__The request__
Which lines of the data below contain the string "bridge"? Pull out each one, treating uppercase and lowercase as different.

__Records supplied__
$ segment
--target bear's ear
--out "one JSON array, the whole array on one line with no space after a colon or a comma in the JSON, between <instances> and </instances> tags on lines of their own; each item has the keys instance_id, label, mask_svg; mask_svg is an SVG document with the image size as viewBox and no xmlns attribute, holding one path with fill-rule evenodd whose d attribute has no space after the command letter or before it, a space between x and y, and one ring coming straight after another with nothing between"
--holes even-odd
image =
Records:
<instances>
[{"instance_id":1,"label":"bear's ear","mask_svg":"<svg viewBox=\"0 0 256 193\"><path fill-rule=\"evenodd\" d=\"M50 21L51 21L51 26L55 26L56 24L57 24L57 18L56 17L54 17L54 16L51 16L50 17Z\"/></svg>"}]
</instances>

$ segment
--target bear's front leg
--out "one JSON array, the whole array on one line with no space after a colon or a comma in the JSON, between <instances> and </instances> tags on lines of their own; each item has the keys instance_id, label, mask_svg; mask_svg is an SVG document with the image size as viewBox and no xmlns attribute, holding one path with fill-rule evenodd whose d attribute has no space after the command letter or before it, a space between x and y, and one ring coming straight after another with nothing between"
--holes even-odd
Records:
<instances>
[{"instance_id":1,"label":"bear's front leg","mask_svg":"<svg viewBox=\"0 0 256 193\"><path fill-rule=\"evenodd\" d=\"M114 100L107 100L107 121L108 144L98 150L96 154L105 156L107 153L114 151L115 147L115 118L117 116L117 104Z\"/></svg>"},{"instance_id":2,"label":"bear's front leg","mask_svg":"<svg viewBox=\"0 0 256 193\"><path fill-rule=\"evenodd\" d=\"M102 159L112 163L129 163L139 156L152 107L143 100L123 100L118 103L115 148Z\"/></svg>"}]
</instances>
...
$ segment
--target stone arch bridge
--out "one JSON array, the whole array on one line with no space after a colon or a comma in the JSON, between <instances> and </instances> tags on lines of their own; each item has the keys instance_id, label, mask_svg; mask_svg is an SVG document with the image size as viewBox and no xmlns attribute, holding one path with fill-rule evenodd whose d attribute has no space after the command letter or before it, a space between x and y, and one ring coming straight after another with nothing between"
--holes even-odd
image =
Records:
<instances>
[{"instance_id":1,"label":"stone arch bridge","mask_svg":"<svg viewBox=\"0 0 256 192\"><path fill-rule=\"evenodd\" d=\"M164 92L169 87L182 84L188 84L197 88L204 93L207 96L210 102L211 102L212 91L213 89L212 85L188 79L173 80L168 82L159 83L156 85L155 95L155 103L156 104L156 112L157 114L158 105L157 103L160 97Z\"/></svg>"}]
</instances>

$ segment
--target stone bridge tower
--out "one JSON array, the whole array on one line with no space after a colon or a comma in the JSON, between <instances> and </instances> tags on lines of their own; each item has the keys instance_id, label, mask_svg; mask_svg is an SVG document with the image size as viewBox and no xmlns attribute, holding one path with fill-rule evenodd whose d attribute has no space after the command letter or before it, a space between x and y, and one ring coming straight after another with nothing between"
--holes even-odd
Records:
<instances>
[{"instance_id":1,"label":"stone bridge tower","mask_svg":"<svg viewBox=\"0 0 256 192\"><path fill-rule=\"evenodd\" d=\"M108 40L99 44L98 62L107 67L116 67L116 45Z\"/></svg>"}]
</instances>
* * *
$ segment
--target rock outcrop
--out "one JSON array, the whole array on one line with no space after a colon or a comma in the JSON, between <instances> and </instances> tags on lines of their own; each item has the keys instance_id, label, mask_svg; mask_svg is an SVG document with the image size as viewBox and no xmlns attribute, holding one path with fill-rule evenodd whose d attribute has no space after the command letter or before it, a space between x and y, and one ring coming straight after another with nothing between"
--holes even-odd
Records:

__Exercise response__
--target stone arch bridge
[{"instance_id":1,"label":"stone arch bridge","mask_svg":"<svg viewBox=\"0 0 256 192\"><path fill-rule=\"evenodd\" d=\"M164 92L169 87L182 84L188 84L197 88L204 93L207 96L210 102L211 102L212 91L213 89L212 85L188 79L173 80L168 82L159 83L156 85L155 95L155 103L156 104L156 112L157 114L158 105L157 103L160 97Z\"/></svg>"}]
--target stone bridge tower
[{"instance_id":1,"label":"stone bridge tower","mask_svg":"<svg viewBox=\"0 0 256 192\"><path fill-rule=\"evenodd\" d=\"M108 40L99 44L98 62L107 67L116 67L116 45Z\"/></svg>"}]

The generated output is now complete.